What you will do: Your answer must be the lines of the entries below, exactly as written, from the first line through the line containing "Pick out each instance of the group of children".

'''

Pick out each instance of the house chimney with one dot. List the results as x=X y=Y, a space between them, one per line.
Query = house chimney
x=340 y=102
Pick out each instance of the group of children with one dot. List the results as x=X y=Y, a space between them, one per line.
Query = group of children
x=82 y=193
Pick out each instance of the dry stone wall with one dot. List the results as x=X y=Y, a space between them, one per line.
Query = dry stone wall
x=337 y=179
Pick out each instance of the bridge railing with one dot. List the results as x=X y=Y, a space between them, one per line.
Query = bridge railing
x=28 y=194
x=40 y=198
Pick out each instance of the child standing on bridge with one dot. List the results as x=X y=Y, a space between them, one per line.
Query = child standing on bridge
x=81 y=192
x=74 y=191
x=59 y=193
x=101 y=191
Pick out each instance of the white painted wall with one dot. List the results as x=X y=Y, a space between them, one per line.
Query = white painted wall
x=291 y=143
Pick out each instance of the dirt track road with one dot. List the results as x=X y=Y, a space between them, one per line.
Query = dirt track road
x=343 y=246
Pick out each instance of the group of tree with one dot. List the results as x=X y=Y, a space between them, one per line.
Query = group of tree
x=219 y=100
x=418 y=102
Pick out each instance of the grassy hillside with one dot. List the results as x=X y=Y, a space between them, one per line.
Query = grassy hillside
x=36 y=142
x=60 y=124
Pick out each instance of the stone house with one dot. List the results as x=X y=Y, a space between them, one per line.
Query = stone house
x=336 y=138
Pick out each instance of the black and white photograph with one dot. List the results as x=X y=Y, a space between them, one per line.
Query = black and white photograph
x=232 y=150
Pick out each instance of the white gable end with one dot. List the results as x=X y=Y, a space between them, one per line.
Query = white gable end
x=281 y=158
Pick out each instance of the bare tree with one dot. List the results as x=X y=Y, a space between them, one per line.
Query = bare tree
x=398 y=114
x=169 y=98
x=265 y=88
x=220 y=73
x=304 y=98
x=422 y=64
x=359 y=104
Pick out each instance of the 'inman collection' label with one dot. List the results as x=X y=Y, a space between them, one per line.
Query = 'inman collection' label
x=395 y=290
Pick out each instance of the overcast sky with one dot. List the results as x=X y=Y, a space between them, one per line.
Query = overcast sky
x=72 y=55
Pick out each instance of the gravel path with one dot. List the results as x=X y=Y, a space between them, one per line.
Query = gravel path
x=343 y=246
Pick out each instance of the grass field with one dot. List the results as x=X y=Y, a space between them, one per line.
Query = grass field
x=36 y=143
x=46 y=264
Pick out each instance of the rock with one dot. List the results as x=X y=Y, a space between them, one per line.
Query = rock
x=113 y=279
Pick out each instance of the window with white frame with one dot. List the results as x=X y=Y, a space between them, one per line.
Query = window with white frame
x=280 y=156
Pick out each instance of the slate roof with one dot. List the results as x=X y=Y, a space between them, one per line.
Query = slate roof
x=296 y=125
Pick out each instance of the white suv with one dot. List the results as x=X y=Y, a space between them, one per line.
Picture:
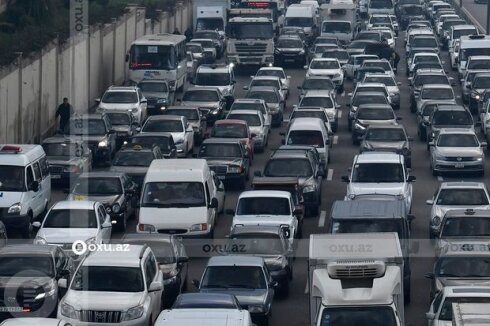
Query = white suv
x=124 y=98
x=121 y=287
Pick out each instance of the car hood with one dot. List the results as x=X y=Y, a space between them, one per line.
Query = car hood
x=395 y=188
x=58 y=235
x=246 y=297
x=112 y=301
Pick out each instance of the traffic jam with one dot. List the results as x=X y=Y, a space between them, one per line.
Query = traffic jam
x=279 y=163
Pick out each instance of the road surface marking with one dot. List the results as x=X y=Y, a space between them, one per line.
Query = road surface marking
x=321 y=220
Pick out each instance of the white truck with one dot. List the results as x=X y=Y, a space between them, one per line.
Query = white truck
x=356 y=279
x=210 y=15
x=339 y=20
x=471 y=314
x=250 y=41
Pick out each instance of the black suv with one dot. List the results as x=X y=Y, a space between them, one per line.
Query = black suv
x=96 y=130
x=29 y=277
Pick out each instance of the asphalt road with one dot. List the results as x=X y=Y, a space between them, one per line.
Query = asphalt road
x=294 y=309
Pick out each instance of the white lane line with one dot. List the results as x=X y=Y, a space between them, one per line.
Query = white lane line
x=321 y=219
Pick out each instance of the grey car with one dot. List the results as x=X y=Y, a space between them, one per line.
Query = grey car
x=158 y=95
x=66 y=159
x=248 y=278
x=388 y=138
x=270 y=243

'''

Response:
Pick out each instance of the house chimney with one dot. List the results as x=X y=Y, a space between them, one per line.
Query = house chimney
x=340 y=102
Pick out each instance of the group of children with one dot. List the results as x=X y=Y, a space between them, one per line.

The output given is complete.